TASK:
Write out exactly, with no other output, the lines below from the one that contains "positive clicks: (483, 1455) (486, 1464)" through the end.

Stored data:
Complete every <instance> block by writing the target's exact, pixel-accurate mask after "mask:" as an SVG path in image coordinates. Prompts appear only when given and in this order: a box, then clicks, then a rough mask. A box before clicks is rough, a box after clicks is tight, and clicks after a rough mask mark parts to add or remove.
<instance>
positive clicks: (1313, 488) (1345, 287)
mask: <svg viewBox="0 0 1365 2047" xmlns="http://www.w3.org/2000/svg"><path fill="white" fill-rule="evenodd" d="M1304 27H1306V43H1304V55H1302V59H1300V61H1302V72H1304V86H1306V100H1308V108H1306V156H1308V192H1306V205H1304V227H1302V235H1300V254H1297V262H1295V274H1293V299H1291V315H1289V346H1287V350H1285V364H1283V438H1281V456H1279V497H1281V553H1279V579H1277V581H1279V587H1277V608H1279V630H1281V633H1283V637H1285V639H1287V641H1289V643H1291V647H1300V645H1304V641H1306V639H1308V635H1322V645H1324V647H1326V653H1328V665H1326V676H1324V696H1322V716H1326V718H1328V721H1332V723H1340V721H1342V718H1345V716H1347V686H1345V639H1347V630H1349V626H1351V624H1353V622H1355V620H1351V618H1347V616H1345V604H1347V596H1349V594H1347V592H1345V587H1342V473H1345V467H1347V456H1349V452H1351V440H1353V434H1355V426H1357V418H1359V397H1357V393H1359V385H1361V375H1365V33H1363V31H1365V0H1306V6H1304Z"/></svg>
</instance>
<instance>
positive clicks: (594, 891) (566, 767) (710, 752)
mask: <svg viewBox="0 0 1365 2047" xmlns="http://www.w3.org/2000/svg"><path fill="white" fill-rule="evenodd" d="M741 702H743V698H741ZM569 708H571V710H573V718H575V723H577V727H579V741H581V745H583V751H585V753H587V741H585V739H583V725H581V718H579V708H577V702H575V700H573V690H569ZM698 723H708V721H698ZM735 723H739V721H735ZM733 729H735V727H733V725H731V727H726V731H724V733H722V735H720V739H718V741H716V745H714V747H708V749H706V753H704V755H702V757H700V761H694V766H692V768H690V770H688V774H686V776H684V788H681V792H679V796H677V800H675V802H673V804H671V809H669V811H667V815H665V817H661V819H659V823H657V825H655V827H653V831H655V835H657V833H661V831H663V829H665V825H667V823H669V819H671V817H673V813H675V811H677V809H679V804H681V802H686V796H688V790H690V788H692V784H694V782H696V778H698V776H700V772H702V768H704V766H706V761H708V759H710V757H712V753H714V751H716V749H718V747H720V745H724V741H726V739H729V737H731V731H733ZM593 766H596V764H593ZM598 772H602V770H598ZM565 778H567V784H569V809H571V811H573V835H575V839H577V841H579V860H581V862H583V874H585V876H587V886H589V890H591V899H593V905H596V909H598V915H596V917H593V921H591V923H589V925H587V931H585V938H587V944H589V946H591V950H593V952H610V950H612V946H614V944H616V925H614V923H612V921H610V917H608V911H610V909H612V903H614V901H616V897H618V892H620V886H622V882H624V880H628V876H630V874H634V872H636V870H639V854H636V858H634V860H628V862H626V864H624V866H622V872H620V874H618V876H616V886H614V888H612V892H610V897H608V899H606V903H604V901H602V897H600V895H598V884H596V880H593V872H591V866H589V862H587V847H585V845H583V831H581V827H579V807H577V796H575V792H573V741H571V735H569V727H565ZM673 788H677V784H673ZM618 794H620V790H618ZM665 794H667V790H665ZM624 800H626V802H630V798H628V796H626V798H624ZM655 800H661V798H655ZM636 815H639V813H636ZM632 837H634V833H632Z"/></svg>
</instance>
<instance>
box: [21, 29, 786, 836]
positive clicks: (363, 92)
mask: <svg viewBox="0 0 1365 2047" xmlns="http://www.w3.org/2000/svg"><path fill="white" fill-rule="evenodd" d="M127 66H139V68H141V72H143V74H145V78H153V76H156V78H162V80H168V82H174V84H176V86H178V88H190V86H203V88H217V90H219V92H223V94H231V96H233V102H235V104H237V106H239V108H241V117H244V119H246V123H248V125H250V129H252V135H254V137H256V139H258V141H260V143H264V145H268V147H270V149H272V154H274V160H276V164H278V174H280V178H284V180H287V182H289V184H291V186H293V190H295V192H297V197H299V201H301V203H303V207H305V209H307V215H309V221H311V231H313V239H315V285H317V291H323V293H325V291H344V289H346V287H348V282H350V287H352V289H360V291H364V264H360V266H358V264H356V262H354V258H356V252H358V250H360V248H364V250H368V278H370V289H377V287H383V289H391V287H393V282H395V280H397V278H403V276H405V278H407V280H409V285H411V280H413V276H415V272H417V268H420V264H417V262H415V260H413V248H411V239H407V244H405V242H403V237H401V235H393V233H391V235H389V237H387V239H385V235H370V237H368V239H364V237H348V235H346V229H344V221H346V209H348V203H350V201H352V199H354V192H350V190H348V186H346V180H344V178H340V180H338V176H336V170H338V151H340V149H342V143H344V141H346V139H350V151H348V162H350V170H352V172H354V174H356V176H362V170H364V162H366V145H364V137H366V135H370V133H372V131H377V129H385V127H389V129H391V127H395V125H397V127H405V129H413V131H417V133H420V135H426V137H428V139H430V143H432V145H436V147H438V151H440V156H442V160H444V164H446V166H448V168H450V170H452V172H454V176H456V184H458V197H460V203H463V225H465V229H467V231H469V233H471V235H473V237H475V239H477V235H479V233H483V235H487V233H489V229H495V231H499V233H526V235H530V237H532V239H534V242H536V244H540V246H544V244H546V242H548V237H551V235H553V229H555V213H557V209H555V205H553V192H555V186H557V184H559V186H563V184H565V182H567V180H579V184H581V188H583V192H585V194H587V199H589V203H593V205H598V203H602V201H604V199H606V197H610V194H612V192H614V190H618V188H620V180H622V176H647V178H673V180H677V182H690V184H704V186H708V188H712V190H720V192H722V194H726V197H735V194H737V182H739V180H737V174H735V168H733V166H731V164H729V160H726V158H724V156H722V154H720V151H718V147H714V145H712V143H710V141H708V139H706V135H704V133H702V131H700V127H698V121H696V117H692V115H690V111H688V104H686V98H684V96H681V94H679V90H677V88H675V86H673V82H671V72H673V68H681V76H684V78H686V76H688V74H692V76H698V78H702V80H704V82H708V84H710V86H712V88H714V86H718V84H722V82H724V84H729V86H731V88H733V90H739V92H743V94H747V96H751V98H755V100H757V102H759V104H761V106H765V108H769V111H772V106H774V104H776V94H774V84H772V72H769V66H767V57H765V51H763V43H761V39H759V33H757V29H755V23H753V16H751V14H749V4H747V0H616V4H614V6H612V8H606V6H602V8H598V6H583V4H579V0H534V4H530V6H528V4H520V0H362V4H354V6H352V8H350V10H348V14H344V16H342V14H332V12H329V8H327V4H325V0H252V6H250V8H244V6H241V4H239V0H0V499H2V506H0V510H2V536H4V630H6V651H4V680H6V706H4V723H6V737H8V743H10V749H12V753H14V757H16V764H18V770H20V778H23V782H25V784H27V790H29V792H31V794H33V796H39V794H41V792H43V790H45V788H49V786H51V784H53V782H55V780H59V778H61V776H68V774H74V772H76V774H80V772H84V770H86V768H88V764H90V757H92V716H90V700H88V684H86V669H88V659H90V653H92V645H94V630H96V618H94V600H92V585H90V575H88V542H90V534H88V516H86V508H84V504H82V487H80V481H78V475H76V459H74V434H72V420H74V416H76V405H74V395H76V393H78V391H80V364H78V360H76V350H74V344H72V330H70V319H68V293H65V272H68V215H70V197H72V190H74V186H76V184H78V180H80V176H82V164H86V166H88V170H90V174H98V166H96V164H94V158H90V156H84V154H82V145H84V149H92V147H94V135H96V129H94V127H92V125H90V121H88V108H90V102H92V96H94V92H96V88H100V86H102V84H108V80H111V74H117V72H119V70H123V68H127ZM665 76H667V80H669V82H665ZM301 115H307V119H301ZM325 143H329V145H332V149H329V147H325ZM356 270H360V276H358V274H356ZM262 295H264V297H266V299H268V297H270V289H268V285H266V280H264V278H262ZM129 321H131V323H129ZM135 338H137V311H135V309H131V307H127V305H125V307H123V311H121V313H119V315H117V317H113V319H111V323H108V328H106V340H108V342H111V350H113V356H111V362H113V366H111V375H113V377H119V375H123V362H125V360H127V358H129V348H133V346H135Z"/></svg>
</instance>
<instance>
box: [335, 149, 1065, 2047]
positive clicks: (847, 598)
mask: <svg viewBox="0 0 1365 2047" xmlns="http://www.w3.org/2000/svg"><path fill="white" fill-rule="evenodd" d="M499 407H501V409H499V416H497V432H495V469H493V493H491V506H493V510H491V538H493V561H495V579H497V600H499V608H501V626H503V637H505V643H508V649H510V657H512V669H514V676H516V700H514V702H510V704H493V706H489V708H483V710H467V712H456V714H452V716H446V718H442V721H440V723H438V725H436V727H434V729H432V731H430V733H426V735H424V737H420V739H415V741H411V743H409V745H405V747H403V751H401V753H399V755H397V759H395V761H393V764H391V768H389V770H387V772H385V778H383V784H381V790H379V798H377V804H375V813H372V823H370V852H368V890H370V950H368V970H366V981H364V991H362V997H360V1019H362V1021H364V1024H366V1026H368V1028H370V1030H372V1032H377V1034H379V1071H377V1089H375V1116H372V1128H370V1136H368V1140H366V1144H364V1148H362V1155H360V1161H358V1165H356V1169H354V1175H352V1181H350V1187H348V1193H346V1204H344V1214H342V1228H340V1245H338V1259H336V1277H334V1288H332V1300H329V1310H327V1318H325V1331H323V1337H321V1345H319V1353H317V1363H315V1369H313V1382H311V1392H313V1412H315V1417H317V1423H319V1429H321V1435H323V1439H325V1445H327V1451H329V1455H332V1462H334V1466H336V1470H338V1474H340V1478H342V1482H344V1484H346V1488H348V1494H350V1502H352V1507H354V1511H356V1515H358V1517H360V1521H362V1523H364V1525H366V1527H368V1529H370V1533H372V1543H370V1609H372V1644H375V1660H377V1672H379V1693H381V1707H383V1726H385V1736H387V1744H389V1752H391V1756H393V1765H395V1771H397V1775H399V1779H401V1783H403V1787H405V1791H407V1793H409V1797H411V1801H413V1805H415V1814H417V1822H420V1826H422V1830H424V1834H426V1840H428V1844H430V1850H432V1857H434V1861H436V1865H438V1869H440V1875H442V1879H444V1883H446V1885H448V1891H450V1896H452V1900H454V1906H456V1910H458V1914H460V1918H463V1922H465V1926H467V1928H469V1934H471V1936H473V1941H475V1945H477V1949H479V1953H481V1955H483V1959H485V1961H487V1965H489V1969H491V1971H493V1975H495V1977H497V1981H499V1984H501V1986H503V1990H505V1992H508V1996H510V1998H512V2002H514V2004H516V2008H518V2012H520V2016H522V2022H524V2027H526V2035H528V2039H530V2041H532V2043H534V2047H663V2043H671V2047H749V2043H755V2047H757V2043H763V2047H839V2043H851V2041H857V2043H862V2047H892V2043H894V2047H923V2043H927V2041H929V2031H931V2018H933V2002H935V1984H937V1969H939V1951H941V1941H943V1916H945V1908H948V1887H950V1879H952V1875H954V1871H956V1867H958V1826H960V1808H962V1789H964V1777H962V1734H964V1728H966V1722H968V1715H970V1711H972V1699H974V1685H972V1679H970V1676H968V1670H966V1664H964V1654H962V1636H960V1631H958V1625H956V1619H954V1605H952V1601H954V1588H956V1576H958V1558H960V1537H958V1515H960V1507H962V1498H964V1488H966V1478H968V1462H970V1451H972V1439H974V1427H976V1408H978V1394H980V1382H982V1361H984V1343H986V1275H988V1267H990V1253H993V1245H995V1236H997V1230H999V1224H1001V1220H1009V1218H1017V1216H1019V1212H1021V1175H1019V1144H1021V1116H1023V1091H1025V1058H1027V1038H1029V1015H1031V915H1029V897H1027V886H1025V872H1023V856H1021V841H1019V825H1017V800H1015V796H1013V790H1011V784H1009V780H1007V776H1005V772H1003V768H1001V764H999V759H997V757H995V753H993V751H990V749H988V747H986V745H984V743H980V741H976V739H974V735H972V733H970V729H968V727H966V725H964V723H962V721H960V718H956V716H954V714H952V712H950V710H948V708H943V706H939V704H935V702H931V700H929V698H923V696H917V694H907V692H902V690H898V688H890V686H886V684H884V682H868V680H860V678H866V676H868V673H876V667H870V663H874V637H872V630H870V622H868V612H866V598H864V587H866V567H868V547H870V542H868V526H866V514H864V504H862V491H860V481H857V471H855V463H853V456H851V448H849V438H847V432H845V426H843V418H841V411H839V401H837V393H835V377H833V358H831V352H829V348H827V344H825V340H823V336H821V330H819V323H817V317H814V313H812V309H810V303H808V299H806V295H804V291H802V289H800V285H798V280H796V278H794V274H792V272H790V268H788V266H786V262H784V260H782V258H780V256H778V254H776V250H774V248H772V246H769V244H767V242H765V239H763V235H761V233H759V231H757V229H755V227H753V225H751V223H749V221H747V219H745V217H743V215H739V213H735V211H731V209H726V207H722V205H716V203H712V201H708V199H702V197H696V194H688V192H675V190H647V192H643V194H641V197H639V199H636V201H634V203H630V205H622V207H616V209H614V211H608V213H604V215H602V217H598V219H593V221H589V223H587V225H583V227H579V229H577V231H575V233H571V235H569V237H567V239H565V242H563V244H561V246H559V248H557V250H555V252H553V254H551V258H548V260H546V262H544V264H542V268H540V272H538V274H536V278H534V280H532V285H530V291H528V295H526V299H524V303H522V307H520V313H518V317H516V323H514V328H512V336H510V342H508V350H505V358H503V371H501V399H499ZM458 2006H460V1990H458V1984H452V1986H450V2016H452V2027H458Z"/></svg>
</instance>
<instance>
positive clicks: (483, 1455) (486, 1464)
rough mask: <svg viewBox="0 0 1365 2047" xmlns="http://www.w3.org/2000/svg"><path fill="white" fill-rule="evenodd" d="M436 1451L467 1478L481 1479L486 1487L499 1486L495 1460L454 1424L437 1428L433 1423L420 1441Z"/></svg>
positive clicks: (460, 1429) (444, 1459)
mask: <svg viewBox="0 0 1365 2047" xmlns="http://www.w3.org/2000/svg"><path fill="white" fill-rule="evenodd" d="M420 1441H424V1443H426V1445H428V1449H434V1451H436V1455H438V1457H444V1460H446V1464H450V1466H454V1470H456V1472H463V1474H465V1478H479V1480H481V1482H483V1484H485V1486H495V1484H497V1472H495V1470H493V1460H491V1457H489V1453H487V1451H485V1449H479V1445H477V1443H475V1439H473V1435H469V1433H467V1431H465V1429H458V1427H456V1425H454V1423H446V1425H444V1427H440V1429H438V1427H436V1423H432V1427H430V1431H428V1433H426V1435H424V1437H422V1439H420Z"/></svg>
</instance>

WORKED SOLUTION:
positive clicks: (483, 1455) (486, 1464)
rough mask: <svg viewBox="0 0 1365 2047" xmlns="http://www.w3.org/2000/svg"><path fill="white" fill-rule="evenodd" d="M436 1451L467 1478L481 1479L486 1487L499 1486L495 1460L454 1424L437 1428L433 1423L420 1441Z"/></svg>
positive clicks: (460, 1429) (444, 1459)
mask: <svg viewBox="0 0 1365 2047" xmlns="http://www.w3.org/2000/svg"><path fill="white" fill-rule="evenodd" d="M420 1441H424V1443H426V1445H428V1449H434V1451H436V1455H438V1457H444V1460H446V1464H450V1466H454V1470H456V1472H463V1474H465V1478H479V1480H481V1482H483V1484H485V1486H495V1484H497V1472H495V1470H493V1460H491V1457H489V1453H487V1451H485V1449H479V1445H477V1443H475V1439H473V1435H469V1433H467V1431H465V1429H458V1427H456V1425H454V1423H446V1425H444V1427H440V1429H438V1427H436V1423H432V1427H430V1431H428V1433H426V1435H424V1437H422V1439H420Z"/></svg>
</instance>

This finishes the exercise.